======== AANGELEVERD FRAGMENT ========

Commissie: Particuliere Onderwijsinstellingen
Categorie: Kosten / Vergoeding
Jaartal: 2023
Soort uitspraak: bindend advies
Uitkomst: Ongegrond
Referentiecode:
202591/206632
De uitspraak:
Waar gaat de uitspraak over?
De consument schreef zich in voor een studie in maart 2021 maar kon vanwege persoonlijke omstandigheden de studie niet beginnen en heeft er nooit gebruik van gemaakt. Ze informeerde de ondernemer in januari 2023 over de beëindiging van de studie. De ondernemer wilde slechts één maand studiekosten terugbetalen. De ondernemer betoogde dat de consument een redelijke vergoeding moest betalen voor de verrichte werkzaamheden en tussentijdse beëindiging van de overeenkomst, zoals overeengekomen in de algemene voorwaarden. De consument was zich bewust van de looptijd en kosten van de opleiding bij inschrijving. De commissie oordeelde dat de consument inderdaad een redelijke vergoeding moest betalen voor de verrichte werkzaamheden, gebaseerd op de tijd tussen de start van de opleiding (maart 2021) en de opzegging (januari 2023). De ondernemer was bereid om één maandtermijn en het bedrag voor geleverde studieboeken terug te betalen. De klacht van de consument werd ongegrond verklaard. De commissie bepaalde dat de ondernemer binnen twee weken na de uitspraak € 921,90 aan de consument moest betalen.

======== AANGELEVERD MATERIAAL ========

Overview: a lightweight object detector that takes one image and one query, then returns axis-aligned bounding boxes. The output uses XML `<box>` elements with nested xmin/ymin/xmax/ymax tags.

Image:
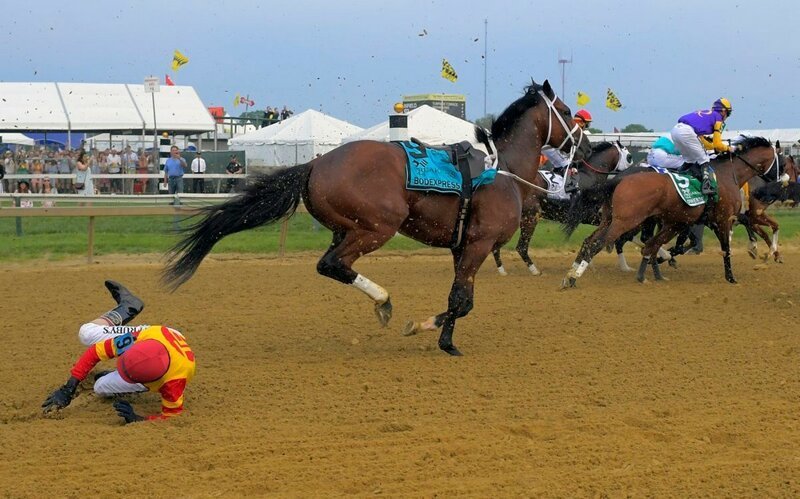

========

## OPDRACHT:
Kopieer uit het fragment woordelijk de passage vanaf "Commissie: Particuliere Onderwijsinstellingen" tot en met "de uitspraak over?". De regels spelen hierbij geen enkele rol.

## ANTWOORD HIERONDER:
Commissie: Particuliere Onderwijsinstellingen
Categorie: Kosten / Vergoeding
Jaartal: 2023
Soort uitspraak: bindend advies
Uitkomst: Ongegrond
Referentiecode:
202591/206632
De uitspraak:
Waar gaat de uitspraak over?